[Location annotation dataset excerpts]
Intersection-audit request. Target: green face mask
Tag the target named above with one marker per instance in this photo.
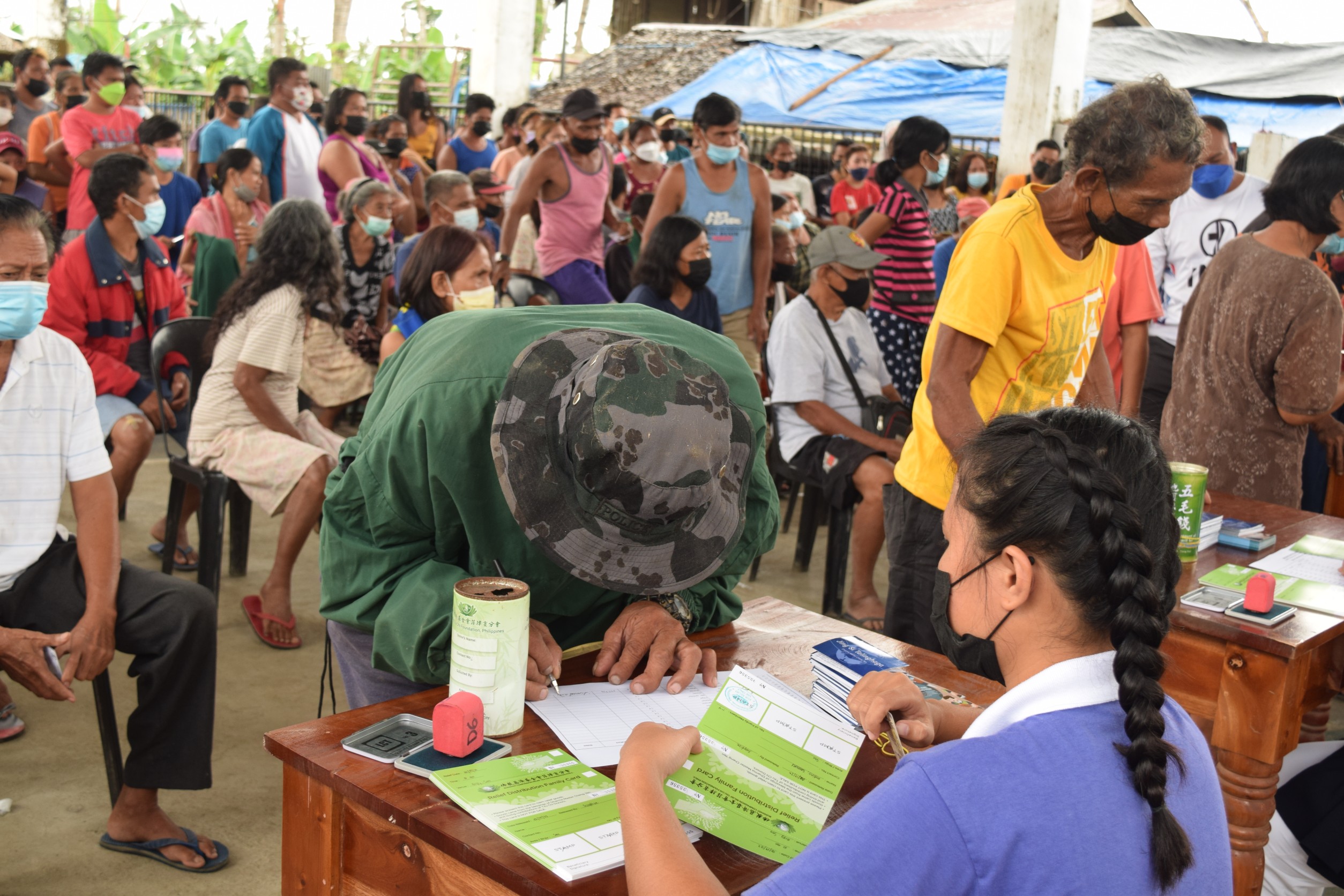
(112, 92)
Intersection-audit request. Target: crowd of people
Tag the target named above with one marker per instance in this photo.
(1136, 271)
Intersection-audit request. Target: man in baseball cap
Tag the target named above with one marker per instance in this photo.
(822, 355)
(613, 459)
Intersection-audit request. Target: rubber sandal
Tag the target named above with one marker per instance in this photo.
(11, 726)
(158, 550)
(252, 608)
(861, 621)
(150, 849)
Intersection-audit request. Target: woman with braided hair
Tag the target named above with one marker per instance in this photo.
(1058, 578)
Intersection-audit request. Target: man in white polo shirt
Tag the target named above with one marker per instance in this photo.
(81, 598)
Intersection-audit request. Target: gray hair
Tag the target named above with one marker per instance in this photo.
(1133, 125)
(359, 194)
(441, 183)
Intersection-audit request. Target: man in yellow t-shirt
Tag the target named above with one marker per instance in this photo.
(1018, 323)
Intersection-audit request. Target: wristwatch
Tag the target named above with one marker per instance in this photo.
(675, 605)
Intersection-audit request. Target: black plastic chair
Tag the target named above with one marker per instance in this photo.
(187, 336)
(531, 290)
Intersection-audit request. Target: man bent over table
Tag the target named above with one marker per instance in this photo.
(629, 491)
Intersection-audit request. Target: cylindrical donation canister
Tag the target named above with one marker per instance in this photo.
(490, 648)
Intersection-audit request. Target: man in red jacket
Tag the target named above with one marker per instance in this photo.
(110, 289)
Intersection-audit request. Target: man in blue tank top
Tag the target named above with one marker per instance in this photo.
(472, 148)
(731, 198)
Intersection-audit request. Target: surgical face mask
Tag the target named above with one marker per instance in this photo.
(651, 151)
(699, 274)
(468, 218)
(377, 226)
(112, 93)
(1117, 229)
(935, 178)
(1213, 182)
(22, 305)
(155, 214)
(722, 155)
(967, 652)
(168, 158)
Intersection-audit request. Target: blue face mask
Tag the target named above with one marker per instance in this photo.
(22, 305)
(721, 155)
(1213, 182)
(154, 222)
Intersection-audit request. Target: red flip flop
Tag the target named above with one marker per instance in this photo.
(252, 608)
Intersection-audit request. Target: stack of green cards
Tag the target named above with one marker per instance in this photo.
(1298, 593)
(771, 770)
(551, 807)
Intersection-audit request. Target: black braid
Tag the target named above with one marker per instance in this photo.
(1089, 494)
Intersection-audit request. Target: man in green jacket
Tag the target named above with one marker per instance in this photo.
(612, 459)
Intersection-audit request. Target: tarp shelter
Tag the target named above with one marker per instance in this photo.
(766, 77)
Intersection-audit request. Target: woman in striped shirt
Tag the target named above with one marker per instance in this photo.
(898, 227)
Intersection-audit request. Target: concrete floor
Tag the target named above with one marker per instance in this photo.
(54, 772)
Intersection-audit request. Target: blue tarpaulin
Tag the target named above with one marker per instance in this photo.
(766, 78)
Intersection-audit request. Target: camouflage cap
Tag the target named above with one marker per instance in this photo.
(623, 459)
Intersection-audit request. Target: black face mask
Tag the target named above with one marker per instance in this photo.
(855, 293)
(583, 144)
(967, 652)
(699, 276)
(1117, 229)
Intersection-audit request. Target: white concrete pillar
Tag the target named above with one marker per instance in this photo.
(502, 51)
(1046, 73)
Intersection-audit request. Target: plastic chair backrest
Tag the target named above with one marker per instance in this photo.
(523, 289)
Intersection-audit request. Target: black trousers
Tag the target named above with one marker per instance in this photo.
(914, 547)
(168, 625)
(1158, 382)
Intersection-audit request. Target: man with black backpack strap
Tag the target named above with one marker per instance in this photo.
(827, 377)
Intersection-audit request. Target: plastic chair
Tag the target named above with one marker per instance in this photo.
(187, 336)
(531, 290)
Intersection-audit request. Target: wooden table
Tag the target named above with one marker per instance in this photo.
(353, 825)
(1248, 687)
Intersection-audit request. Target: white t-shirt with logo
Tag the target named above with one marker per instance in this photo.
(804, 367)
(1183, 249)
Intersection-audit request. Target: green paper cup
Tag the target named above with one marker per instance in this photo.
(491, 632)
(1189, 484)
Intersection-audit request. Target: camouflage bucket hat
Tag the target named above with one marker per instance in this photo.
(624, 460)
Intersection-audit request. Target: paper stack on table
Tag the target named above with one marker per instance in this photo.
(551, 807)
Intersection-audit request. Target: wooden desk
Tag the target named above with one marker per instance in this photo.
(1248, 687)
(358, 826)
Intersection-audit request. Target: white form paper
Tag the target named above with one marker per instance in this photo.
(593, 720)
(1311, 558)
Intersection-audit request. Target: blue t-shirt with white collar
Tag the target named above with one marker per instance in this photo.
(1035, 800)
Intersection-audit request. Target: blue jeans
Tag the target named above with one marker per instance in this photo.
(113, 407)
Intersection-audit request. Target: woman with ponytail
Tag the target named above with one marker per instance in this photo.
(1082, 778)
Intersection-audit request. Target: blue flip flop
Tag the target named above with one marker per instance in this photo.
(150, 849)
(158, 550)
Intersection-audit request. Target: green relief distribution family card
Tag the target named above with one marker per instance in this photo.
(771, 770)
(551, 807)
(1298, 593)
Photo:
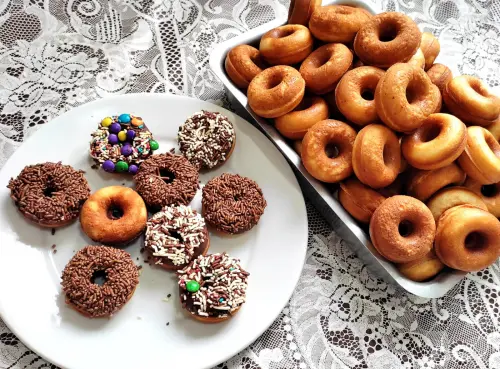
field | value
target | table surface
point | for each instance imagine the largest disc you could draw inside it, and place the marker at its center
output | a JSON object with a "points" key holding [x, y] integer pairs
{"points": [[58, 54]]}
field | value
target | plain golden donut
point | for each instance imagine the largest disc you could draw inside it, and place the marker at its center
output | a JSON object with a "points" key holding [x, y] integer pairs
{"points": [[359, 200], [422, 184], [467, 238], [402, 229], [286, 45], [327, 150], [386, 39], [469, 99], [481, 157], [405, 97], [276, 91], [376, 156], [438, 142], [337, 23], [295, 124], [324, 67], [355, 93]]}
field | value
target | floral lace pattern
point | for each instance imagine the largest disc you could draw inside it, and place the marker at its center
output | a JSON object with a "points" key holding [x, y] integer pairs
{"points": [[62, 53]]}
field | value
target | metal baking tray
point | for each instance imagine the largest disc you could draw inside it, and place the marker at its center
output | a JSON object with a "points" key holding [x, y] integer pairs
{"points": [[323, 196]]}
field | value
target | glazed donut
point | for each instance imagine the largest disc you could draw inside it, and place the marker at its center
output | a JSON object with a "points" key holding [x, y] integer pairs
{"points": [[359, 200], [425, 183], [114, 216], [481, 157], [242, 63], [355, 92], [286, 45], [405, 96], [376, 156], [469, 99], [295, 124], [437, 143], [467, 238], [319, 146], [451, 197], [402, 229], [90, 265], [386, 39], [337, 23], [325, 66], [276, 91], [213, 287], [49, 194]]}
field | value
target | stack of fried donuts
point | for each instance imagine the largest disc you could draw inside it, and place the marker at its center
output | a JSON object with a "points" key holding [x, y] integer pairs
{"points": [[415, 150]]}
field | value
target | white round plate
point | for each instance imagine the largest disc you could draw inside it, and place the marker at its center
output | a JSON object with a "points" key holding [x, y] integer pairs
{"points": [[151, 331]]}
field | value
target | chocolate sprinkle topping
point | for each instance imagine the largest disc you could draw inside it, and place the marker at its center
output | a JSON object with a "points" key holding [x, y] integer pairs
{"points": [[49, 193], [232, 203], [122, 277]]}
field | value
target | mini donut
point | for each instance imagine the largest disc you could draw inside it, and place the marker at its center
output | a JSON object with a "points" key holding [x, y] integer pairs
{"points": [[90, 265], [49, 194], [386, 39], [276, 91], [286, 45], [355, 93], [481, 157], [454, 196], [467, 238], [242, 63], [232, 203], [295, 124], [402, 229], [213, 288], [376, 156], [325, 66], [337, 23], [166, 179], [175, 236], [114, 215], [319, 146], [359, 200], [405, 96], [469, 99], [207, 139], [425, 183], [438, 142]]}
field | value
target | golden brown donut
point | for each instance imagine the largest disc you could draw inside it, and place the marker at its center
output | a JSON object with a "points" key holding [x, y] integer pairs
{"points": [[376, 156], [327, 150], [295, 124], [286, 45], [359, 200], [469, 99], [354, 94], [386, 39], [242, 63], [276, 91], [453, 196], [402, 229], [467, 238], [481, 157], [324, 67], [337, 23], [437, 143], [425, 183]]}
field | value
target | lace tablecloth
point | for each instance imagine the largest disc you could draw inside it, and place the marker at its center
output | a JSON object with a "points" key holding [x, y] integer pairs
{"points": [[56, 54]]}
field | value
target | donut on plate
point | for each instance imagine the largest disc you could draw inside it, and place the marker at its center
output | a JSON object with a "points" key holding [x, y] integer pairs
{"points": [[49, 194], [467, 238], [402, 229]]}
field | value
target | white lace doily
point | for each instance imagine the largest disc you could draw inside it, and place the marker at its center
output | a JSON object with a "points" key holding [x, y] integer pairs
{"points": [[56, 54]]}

*GIVEN PROBLEM*. Starting with the line that contains "Intersection-audit request. Target: green paper" and going on through the line that contains "(1189, 484)", write those lines out again, switching "paper cup" to "plastic cup" and leaving everything else unchanged.

*TASK SOLUTION*.
Intersection-audit request. Target: green plastic cup
Tag the target named above with one marker per instance in this photo.
(491, 632)
(1189, 484)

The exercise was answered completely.